Create products that will make your charity money
Do you find yourself writing yet another fundraising bid, describing yet again how important your charity’s aims are, and how effective your solution is – knowing that you’re competing with hundreds of others who all feel the same about their cause, and their solutions?
Fundraising has its place – don’t get me wrong – as does statutory funding and corporate giving. It’s essential to have a good mix – a diverse range of income. But, there is a fourth area of income potential that many charities often overlook – or perhaps don’t see as ‘charitable’: generating your own income through sales of products and services to customers. It’s trading, building a social enterprise, and dare I say it – sales…
This is often well outside of the comfort zone for most of us who work in the charity sector – after all, we didn’t choose a career in the corporate world for a reason, but there is great potential here for charities. It can lead to a more sustainable future for your charity, built on income that is unrestricted so can be invested in development, and it can raise your profile – helping your organisation to reach more beneficiaries and deepen your impact.
So how do you start? Here are 10 tips to get you on your way…
1. Understand your beneficiaries’ needs
You probably know this one quite well, but make sure this remains at the heart of your product or service design. Otherwise, it can be all too easy to drift.
2. Be clear about what your organisation wants to achieve
As above, ensuring your organisation’s aims are at the heart of what you develop is key to making sure it furthers your impact – as well as increasing your sustainability.
3. Use the great ideas you already have
Most charities have some brilliant tried and tested delivery models – but many have been shelved due to lack of funding. If you know something works, package it up in to a product that can be purchased – not just funded. If you evaluated it, what did you learn? What works, and why? What didn’t work – and what would make it better? How would you tweak it to improve it?

Material provided:
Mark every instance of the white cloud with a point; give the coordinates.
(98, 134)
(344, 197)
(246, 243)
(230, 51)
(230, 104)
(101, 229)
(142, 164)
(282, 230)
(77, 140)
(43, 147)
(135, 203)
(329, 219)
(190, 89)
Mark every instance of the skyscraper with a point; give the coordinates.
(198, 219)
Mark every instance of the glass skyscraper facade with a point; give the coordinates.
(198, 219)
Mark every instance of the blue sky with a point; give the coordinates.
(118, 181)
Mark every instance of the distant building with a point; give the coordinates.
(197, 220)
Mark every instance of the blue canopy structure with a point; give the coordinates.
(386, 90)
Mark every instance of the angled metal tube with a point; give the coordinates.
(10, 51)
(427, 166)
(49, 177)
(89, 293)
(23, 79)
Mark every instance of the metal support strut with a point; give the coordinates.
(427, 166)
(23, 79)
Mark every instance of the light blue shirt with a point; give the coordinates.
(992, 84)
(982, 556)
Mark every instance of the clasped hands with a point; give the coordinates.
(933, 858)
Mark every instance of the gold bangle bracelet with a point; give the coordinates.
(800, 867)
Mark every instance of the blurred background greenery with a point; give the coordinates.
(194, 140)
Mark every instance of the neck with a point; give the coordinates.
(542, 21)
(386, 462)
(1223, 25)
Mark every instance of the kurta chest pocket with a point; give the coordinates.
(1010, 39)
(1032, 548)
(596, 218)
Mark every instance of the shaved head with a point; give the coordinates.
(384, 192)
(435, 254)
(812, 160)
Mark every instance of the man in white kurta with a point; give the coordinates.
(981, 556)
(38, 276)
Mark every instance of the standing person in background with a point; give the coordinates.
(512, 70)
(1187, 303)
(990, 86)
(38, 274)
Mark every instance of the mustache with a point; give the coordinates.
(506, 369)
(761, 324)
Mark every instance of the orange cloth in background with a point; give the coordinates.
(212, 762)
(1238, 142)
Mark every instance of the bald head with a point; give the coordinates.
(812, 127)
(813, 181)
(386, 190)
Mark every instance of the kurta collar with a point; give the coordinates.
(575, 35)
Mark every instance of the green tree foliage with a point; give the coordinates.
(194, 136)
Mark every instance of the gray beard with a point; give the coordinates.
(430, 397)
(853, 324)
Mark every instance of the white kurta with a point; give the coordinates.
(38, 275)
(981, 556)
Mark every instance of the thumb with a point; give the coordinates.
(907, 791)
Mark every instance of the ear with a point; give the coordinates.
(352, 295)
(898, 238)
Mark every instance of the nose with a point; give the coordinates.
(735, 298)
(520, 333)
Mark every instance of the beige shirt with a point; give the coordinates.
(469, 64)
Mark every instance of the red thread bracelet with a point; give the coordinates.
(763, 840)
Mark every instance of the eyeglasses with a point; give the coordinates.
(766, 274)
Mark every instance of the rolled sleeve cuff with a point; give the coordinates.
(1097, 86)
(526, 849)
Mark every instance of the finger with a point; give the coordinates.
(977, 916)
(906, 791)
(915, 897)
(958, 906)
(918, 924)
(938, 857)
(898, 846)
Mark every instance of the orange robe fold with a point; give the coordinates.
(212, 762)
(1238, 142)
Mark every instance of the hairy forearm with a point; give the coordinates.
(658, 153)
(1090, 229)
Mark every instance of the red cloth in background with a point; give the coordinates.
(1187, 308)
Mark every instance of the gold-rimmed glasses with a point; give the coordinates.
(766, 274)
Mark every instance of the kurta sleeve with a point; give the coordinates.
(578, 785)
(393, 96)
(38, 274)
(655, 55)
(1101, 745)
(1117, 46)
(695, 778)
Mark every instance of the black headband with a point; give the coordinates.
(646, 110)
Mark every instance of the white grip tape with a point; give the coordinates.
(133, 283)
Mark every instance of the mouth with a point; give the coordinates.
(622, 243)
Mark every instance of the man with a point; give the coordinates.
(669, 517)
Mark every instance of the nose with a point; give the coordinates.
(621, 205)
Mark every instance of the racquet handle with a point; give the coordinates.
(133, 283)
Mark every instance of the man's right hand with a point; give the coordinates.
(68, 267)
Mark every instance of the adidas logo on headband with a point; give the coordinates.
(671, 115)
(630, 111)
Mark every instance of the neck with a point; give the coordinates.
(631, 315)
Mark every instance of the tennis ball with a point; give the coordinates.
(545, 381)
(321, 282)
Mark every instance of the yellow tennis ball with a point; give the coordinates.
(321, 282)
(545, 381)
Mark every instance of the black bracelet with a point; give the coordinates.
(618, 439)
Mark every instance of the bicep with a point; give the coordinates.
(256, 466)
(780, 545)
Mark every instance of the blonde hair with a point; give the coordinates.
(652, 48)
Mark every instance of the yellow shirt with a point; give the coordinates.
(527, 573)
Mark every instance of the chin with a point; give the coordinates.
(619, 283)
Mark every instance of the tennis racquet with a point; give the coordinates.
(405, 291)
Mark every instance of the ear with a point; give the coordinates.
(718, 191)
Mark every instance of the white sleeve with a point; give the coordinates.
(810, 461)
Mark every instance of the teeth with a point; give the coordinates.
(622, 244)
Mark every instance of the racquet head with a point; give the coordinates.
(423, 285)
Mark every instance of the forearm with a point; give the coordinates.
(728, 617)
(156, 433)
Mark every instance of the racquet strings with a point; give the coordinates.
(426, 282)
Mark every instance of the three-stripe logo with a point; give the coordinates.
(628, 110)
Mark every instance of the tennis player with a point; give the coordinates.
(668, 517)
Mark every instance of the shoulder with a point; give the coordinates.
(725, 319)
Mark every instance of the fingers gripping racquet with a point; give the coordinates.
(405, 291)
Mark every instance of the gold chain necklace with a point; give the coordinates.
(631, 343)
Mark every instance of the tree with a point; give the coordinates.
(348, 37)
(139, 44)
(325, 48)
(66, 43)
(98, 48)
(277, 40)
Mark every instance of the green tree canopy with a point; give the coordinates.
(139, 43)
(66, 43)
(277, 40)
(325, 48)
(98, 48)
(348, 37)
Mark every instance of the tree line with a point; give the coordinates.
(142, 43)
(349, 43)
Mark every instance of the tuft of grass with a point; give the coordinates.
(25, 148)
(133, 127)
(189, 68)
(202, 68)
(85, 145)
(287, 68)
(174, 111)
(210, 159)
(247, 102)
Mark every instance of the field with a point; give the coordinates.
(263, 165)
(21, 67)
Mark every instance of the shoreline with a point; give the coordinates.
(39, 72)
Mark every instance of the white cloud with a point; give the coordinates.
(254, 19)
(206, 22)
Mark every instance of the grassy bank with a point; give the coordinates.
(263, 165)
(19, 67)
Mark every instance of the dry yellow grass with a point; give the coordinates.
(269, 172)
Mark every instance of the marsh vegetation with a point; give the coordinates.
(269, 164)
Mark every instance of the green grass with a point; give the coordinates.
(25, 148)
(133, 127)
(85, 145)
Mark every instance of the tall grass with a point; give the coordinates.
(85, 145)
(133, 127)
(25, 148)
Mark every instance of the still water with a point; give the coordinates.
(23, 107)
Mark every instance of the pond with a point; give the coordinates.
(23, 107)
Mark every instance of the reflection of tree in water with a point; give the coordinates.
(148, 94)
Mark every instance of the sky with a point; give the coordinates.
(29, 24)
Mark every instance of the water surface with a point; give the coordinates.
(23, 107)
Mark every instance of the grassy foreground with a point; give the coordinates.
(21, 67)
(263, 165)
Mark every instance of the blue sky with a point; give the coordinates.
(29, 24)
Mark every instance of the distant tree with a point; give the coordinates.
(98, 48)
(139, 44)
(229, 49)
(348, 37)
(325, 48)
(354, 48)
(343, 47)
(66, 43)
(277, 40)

Set task 1: In the article on charity income, what fourth area of income potential does it say many charities often overlook?
Set task 2: Find every line of the records that contains the word "water", and copy each one.

Written solution 1: Generating their own income through sales of products and services to customers.

Written solution 2:
Mark every instance of the still water with a point; give the coordinates.
Mark every instance of the reflection of tree in water with a point; give the coordinates.
Mark every instance of the water surface with a point; give the coordinates.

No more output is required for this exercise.